Problem to work on » Copy the listing below word for word, omitting the pictures.

Raw data »
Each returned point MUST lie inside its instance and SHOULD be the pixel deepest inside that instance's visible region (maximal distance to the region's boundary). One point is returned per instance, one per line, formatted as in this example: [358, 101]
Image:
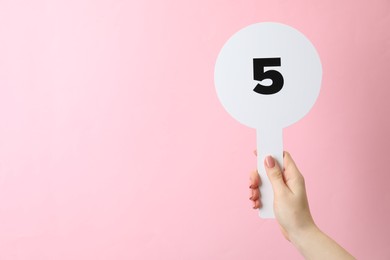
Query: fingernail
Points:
[270, 162]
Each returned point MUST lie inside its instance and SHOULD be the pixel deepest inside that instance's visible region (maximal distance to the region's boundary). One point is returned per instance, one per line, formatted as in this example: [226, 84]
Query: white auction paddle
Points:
[268, 76]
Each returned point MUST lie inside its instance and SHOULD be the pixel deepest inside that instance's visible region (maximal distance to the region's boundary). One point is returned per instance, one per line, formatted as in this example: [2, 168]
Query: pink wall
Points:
[113, 144]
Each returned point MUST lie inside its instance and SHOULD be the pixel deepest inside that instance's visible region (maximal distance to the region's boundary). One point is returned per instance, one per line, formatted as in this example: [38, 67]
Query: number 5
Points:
[275, 76]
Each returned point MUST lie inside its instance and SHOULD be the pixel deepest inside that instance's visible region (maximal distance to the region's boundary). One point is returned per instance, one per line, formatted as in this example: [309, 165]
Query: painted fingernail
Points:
[270, 162]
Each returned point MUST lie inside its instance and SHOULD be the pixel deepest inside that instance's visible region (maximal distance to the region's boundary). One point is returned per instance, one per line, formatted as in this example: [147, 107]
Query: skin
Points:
[292, 211]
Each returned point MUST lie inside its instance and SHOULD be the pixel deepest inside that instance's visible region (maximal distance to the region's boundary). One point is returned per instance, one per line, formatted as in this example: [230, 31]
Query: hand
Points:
[290, 201]
[292, 211]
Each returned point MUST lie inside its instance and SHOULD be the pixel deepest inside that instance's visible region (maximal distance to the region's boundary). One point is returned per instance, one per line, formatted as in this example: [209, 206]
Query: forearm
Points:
[316, 245]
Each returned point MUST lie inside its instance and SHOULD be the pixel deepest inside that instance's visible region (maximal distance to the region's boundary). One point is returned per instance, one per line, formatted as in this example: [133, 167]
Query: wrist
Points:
[300, 236]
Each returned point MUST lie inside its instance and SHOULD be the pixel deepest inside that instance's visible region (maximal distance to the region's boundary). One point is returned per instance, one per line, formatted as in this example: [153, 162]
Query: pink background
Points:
[113, 144]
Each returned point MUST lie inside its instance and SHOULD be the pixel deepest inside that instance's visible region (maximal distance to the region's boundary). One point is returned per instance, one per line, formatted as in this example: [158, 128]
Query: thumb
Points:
[274, 174]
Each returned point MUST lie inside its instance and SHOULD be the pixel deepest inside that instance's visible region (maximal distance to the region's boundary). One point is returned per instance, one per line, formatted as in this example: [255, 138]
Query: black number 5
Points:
[259, 75]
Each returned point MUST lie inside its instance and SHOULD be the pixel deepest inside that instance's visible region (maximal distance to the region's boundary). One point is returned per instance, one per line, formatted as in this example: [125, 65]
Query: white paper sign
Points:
[268, 76]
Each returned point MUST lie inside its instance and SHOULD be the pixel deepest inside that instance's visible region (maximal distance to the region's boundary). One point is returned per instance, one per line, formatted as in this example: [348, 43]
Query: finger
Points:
[290, 168]
[254, 180]
[274, 174]
[292, 174]
[255, 194]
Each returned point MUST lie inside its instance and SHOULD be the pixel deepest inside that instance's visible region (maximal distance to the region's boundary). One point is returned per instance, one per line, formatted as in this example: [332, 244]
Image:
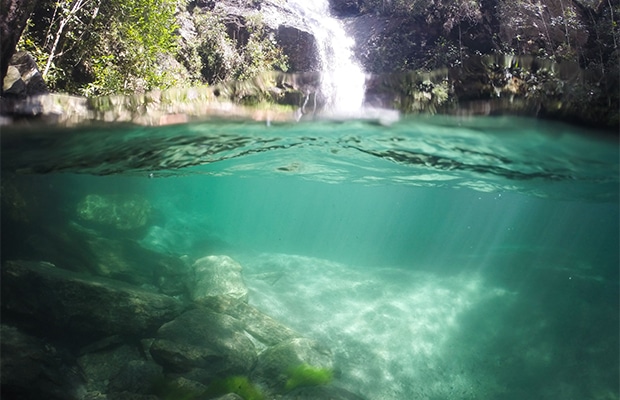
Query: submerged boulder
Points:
[118, 369]
[69, 303]
[35, 369]
[218, 283]
[201, 344]
[122, 212]
[262, 327]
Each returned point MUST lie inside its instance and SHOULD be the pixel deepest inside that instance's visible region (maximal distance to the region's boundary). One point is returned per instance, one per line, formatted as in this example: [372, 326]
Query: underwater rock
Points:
[127, 261]
[218, 283]
[122, 212]
[321, 392]
[100, 367]
[137, 376]
[229, 396]
[35, 369]
[261, 326]
[66, 302]
[275, 363]
[201, 344]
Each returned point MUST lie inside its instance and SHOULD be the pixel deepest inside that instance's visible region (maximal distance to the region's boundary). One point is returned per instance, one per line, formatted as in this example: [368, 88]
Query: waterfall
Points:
[342, 77]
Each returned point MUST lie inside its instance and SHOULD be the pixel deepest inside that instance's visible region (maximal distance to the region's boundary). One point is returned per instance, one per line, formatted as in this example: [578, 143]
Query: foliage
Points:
[167, 389]
[224, 58]
[98, 47]
[307, 375]
[240, 385]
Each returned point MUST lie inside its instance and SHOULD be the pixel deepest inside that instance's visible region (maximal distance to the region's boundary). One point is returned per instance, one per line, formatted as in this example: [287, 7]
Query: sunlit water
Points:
[438, 258]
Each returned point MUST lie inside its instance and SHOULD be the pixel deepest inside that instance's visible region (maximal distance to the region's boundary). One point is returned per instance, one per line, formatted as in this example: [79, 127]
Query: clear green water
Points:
[439, 258]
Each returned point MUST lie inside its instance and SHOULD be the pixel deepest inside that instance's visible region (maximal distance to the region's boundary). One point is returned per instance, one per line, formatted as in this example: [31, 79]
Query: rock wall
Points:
[13, 17]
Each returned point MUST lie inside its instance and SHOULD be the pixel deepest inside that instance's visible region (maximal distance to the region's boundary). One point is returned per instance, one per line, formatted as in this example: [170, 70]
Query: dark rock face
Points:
[68, 302]
[203, 344]
[275, 362]
[13, 17]
[262, 327]
[217, 283]
[32, 368]
[345, 8]
[289, 30]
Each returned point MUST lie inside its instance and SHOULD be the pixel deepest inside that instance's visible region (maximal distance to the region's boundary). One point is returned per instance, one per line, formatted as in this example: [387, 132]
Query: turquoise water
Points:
[439, 258]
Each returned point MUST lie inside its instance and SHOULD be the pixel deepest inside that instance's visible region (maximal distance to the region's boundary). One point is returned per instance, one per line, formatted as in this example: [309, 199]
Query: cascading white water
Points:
[342, 77]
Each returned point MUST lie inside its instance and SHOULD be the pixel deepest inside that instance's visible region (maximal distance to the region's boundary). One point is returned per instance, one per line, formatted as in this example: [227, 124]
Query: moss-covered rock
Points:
[122, 212]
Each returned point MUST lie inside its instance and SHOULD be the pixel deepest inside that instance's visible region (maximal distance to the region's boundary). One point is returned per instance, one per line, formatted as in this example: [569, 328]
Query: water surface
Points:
[437, 257]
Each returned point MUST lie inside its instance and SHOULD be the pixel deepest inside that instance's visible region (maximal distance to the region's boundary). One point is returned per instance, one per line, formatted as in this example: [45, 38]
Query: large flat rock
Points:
[75, 303]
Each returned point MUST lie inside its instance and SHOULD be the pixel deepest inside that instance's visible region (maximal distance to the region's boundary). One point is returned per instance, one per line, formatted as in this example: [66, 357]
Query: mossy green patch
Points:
[240, 385]
[307, 375]
[170, 390]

Solution to the exercise »
Each returned point MUST lie inside its instance and SHOULD be the pixel deepest inside that instance's visible region (maximal distance to the region's boundary). One point is returned per instance, one per line, formatted as in this example: [358, 101]
Image:
Query: fingernail
Points:
[270, 162]
Each returned point MUST lie inside its instance and SHOULD be the pixel deepest inside that instance's visible region (maximal distance to the region's boundary). One point is returned per instance, one per line, formatted as in this example: [226, 84]
Query: white auction paddle
Points:
[268, 76]
Each returned point MUST lie inside its instance and SHOULD be the pixel deepest inside that instance's visible region (maximal distance to the region's boundary). One point is returned per instance, one per line, formatted as in this example: [2, 168]
Query: pink wall
Points:
[113, 144]
Each returned point MUST lie inside its instance and SHOULD be the pixel deepest inside that instance's visible region (maximal distance to the region's boundary). One point is returned per instance, one per line, formatted as in this example: [38, 67]
Query: number 5
Points:
[275, 76]
Each returned point MUST lie inside its instance and SHOULD be the pixel deepest inside that instance's visible region (maximal distance to the region's boundary). One point is returned per instance, one per line, formatted as in this example: [309, 165]
Query: painted fingernail
Points:
[270, 162]
Each returned point MUST lie inside its instance and SHOULD be the pixel deepest inside that instance's visible region (maximal distance to the region's boundary). One point is returned per instance, one per line, formatted as in this example: [147, 107]
Query: skin
Points:
[292, 211]
Each returned point MUST lie inside its instance and SHOULD be the pixel deepest inside that instance's visible region (maximal distance to the region's boundary). One point is returned per instance, one per line, formatted as in this example: [230, 31]
Query: hand
Points:
[290, 201]
[292, 211]
Each returned point MUST lie inside its instance and SHOULD be the pixel deepest inside that instance's visible region (maximal distance to the region's boundary). One point is returned per instance, one per line, formatted as in this example: [209, 206]
Query: forearm
Points:
[316, 245]
Each returned point MUST lie inside its instance and SHOULD be the pixel deepest inside that instance's visible region (maximal distance to the region's boundary). One point is returned per instance, one per line, formatted as in this example: [133, 167]
Query: wrist
Points:
[300, 236]
Each returned point MUST lie inside its instance and SHOULD be the pixel deepest inside that instance's visible region (maximal distance to the region's boundary). One point is returned per instance, one per line, formatted as in this example: [153, 162]
Query: pink background
Points:
[113, 144]
Each returned point MUST lie inside its instance and SHOULD be the pixel deepest inside that instance's visible region (maximal distance to the region's boundary). One point is returned per instance, one per line, formatted as in this example: [158, 128]
Query: thumb
Points:
[274, 174]
Each returned point MUST lie inside its instance and SHOULD be the pixel deepest inside that instance's visible region (maximal distance to the region's boundary). One point is returned per instance, one per line, formatted as in this example: [255, 138]
Query: black number 5
Points:
[259, 75]
Each returned point MUST lie inside its instance and SHOULD be the pixel deepest inside that instance's visible region (maximal distance to the region's boundary). One point is returned per instance, one per line, formatted as in this example: [125, 65]
Query: white paper sign
Points:
[268, 76]
Each returned point MUST lie inside its instance and SHOULD be the pixel deepest inside that instance's visible region (maximal distance to the region's boundary). One point is returned per instance, one per line, formatted as in this example: [348, 43]
Query: finger
Points:
[290, 168]
[254, 180]
[274, 174]
[292, 174]
[255, 194]
Each returned point MUST lie inside its instance and SHOULD be the pixel deepest inside that instance's visible region (maximal distance to the region's boundary). One point is returned per instance, one per line, formatted as in this example: [332, 244]
Image:
Query: submerged boulder
Points:
[118, 369]
[69, 303]
[35, 369]
[218, 283]
[201, 344]
[122, 212]
[262, 327]
Each returned point MUST lie inside its instance and SHOULD be the pixel deepest inside that instance's visible region (maximal distance to the region's boundary). One point is returned per instance, one per line, formatted as in this example: [372, 326]
Query: underwater rock
Points:
[127, 261]
[218, 283]
[122, 212]
[321, 392]
[100, 367]
[137, 376]
[229, 396]
[35, 369]
[261, 326]
[66, 302]
[275, 363]
[201, 344]
Each returned point MUST lie inside its instance and SHOULD be the pixel deepest inside that instance's visible region (maximal distance to the region's boundary). One point is returned per instance, one per line, formatted as in this example: [368, 88]
Query: waterfall
Points:
[342, 77]
Each returned point MUST lie inside its instance and SHOULD be the pixel deepest inside that instance's visible region (maximal distance to the region's boundary). One point is returned per instance, one per line, formatted as in this example: [578, 143]
Query: foliage
Points:
[167, 389]
[224, 58]
[98, 47]
[307, 375]
[240, 385]
Each returned point MUST lie inside its instance and SHOULD be the pixel deepest inside that instance's visible region (maximal distance to the region's boundary). One point is returned per instance, one per line, formatted as in this example: [287, 7]
Query: sunlit water
Points:
[438, 258]
Each returned point MUST lie inside its instance and SHOULD be the pixel deepest inside that instance's visible region (maximal distance to the region's boundary). One point is returned per instance, one per line, formatted as in this example: [79, 127]
Query: clear green water
Points:
[439, 258]
Each returned point MUST lie inside its instance and SHOULD be the pixel deepest inside that instance's visible region (maximal distance to the region's boundary). One point is returned per instance, one per line, formatted as in this example: [31, 79]
Query: rock wall
Points:
[13, 17]
Each returned point MUST lie inside its instance and SHOULD be the pixel deepest inside that instance's visible region (maximal distance to the region's boundary). One point is returned per instance, one per line, formatted as in this example: [170, 70]
Query: dark rock face
Points:
[68, 302]
[203, 344]
[275, 362]
[13, 17]
[262, 327]
[217, 283]
[32, 368]
[345, 8]
[289, 30]
Each returned point MUST lie inside its instance and SHOULD be the pixel deepest inside that instance's visible region (maximal distance to the region's boundary). One point is returned per instance, one per line, formatted as in this example: [387, 132]
Query: turquoise water
Points:
[439, 258]
Each returned point MUST lie inside its instance and SHOULD be the pixel deepest inside that instance's visible region (maximal distance to the region's boundary). One point is returned per instance, one per line, formatted as in this example: [309, 199]
Query: cascading white water
Points:
[342, 77]
Each returned point MUST lie inside its instance and SHOULD be the pixel deepest inside that instance's visible region (maximal distance to the region's boundary). One point is returned per instance, one per line, formatted as in this example: [227, 124]
Query: moss-covered rock
Points:
[122, 212]
Each returned point MUST lie inside its instance and SHOULD be the pixel deepest inside that instance's visible region (maximal distance to the region's boundary). One point is returned per instance, one per line, formatted as in this example: [569, 328]
Query: water surface
Points:
[437, 257]
Each returned point MUST lie inside its instance and SHOULD be the pixel deepest inside that instance's visible region (maximal distance to the region's boundary). One point is returned per instance, one per line, formatted as in this example: [45, 38]
Query: large flat rock
Points:
[75, 303]
Each returned point MUST lie inside its instance and SHOULD be the pixel deepest inside that instance's visible region (maximal distance to the region's boundary). One point is returned per instance, one per line, formatted as in this example: [66, 357]
Query: mossy green patch
Points:
[240, 385]
[307, 375]
[170, 390]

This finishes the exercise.